# Advice on first time lab



## gabe (Dec 21, 2004)

I am looking at buying my first lab and need all the help I can get. Is it absoulutely necessary to have a kennel or is it OK to let the dog roam the backyard and come in the house some? I definitely want a good hunting lab but also want a dog for the family. I plan on doing training with a professional trainer and working with the dog myself.

Thanks for any input and advice.


----------



## Bobm (Aug 26, 2003)

You should have a fenced yard or a kennel, any dog will need to be left out side from time to time.

It should never ever ever ever be allowed to wander unsupervised, it will develop back habits and get killed by a car or some other bad thing. Leaving a dog loose unsupervised is the absolute worst thing you can do.

Keep the dog in the house when you are home and it will be a far better hunting dog, the better the bond with you and your family the better the dog will be in every respect.

Join a training group and train the dog your self its easy to do. Use the money you would save to build your kennel and dog house.

Use your budget to pay a pro to Force fetch train your lab, after he has been hunted a year, if you ever need to which almost all well bred labs do not need.


----------



## griffman (Jan 17, 2004)

I agree with Bobm.

Other things to consider-
How much do you value your lawn? Dogs can really tear up grass, dig holes, poop all over etc.....kennels help keep that to a minimum.

How much time will the dog be out there? Maybe a crate inside the house would be a better option? My dog spends up to about 5 hours in his crate in the house. My yard looks better, my dog is safer, and I personally feel better knowing my dog is safe and secure.

Different strokes for different folks!!


----------



## gabe (Dec 21, 2004)

I have a fenced backyard but it is not a large backyard.


----------



## Bobm (Aug 26, 2003)

thats fine all they do is sit and watch the world go by waiting for you to come home


----------

→ What you will do
A) In the forum thread, up to how many hours does griffman's dog spend in his crate in the house?
B) Reproduce the forum thread word for word from "I agree with" to "to a minimum.".

→ Supplied entries
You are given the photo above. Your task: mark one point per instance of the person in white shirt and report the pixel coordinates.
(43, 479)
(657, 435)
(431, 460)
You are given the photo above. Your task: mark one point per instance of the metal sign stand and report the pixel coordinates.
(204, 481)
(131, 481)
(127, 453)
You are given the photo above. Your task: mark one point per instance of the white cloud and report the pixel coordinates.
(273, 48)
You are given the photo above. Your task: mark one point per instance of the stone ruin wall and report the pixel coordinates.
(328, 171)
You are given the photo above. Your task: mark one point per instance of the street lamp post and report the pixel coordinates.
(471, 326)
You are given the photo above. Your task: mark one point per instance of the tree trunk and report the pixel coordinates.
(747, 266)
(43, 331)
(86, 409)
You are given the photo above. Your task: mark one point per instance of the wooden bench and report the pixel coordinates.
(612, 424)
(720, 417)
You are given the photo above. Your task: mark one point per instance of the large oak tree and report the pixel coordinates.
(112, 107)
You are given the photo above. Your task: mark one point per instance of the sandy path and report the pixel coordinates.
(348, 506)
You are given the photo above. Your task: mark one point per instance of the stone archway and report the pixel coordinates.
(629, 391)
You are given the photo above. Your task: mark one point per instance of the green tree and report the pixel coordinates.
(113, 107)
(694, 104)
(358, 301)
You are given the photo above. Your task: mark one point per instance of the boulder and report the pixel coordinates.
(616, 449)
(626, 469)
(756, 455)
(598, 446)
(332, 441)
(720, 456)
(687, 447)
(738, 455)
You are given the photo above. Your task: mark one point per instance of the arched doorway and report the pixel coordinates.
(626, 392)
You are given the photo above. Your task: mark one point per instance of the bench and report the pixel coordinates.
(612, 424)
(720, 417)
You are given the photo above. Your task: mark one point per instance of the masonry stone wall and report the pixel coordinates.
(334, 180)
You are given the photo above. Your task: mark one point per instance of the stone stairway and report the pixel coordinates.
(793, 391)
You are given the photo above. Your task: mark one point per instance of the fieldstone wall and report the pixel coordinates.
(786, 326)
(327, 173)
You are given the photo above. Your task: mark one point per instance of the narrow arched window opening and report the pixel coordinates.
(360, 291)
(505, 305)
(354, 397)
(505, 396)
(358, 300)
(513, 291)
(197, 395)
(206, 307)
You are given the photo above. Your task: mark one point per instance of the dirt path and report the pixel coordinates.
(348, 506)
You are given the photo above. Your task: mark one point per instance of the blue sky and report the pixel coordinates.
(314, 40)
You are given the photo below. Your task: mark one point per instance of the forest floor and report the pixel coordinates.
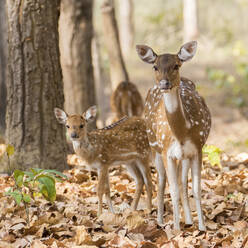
(71, 221)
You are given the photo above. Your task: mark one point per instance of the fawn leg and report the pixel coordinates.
(161, 186)
(107, 193)
(174, 188)
(196, 186)
(184, 169)
(135, 173)
(144, 168)
(102, 174)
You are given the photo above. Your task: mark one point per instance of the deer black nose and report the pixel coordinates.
(74, 135)
(165, 85)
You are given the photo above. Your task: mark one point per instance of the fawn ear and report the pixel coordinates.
(146, 53)
(90, 114)
(187, 51)
(60, 115)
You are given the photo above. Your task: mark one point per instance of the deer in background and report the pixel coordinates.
(126, 101)
(124, 142)
(178, 124)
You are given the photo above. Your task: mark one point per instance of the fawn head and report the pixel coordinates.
(166, 66)
(76, 125)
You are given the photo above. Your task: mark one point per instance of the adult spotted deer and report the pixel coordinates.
(178, 124)
(126, 101)
(124, 142)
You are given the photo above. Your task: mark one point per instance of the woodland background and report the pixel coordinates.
(51, 51)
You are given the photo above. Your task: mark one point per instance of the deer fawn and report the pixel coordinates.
(124, 142)
(178, 124)
(126, 101)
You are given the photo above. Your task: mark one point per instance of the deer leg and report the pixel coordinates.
(174, 189)
(107, 193)
(184, 169)
(135, 173)
(102, 173)
(146, 174)
(196, 186)
(161, 186)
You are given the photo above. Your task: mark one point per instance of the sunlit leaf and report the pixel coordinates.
(16, 195)
(48, 189)
(26, 198)
(18, 175)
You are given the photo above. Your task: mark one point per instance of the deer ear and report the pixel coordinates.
(146, 53)
(60, 115)
(187, 51)
(90, 114)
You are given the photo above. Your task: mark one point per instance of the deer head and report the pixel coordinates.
(166, 66)
(76, 125)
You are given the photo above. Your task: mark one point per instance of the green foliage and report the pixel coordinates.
(213, 154)
(33, 183)
(10, 150)
(237, 84)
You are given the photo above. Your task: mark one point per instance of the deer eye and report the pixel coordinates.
(155, 68)
(176, 67)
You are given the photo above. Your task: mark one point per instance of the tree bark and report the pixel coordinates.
(190, 20)
(118, 72)
(126, 22)
(102, 85)
(3, 65)
(76, 31)
(35, 85)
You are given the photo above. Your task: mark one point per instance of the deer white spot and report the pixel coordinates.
(76, 145)
(189, 149)
(175, 150)
(149, 56)
(153, 143)
(170, 101)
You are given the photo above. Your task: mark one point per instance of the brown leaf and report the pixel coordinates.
(134, 220)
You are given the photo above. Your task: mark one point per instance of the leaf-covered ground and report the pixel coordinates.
(71, 221)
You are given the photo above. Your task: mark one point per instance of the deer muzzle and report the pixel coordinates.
(74, 135)
(165, 85)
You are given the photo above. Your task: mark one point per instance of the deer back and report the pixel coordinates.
(195, 111)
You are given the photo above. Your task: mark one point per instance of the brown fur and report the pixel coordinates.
(178, 124)
(126, 101)
(124, 142)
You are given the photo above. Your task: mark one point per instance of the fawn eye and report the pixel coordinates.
(155, 68)
(176, 67)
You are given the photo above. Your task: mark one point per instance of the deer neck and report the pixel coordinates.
(82, 145)
(175, 113)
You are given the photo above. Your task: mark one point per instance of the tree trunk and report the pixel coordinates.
(190, 20)
(126, 26)
(3, 65)
(35, 85)
(102, 85)
(76, 31)
(118, 72)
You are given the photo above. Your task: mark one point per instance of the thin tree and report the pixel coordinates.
(118, 72)
(3, 65)
(76, 32)
(126, 23)
(35, 85)
(190, 20)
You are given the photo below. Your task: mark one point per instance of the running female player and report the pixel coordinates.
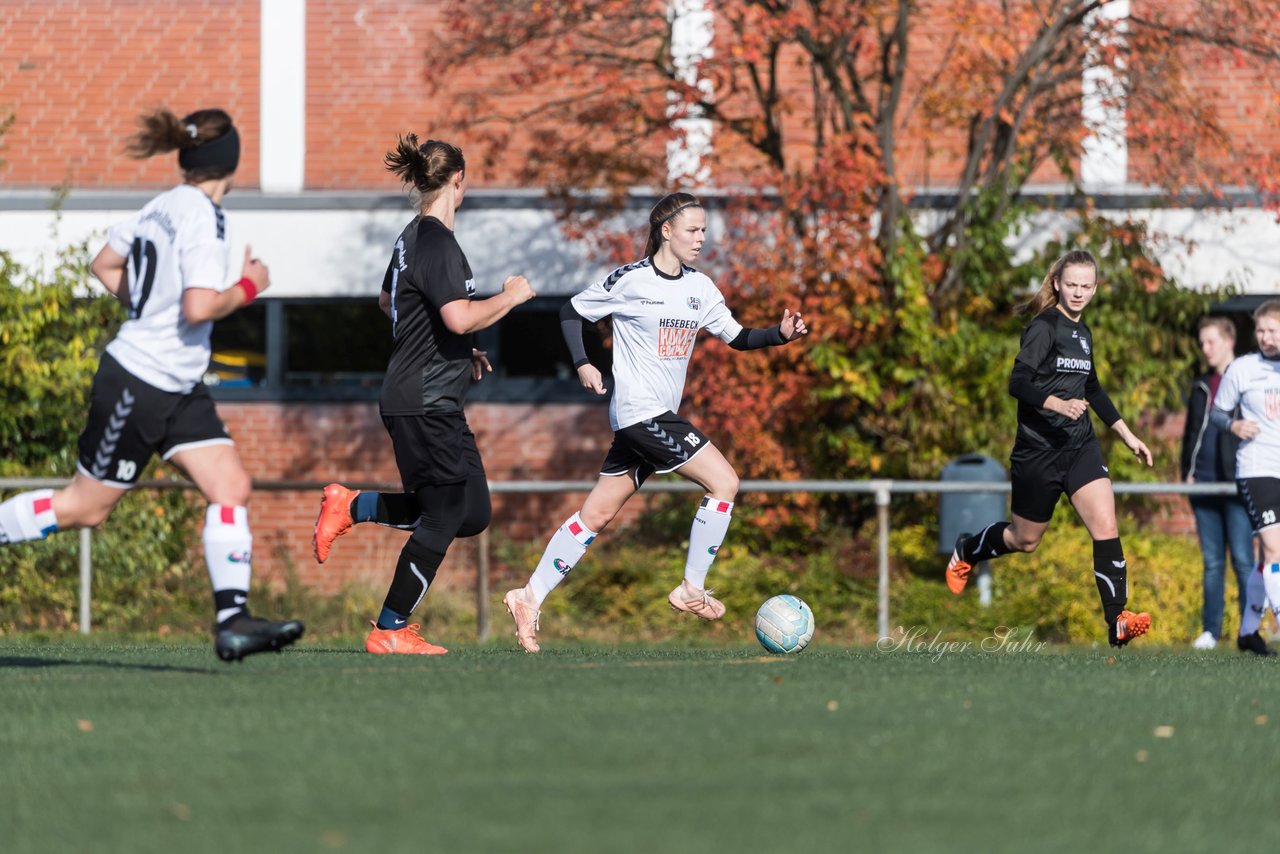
(1056, 451)
(1253, 383)
(658, 305)
(429, 293)
(168, 264)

→ Answers to the exercise
A) Up to about 5 hours.

B)
I agree with Bobm.

Other things to consider-
How much do you value your lawn? Dogs can really tear up grass, dig holes, poop all over etc.....kennels help keep that to a minimum.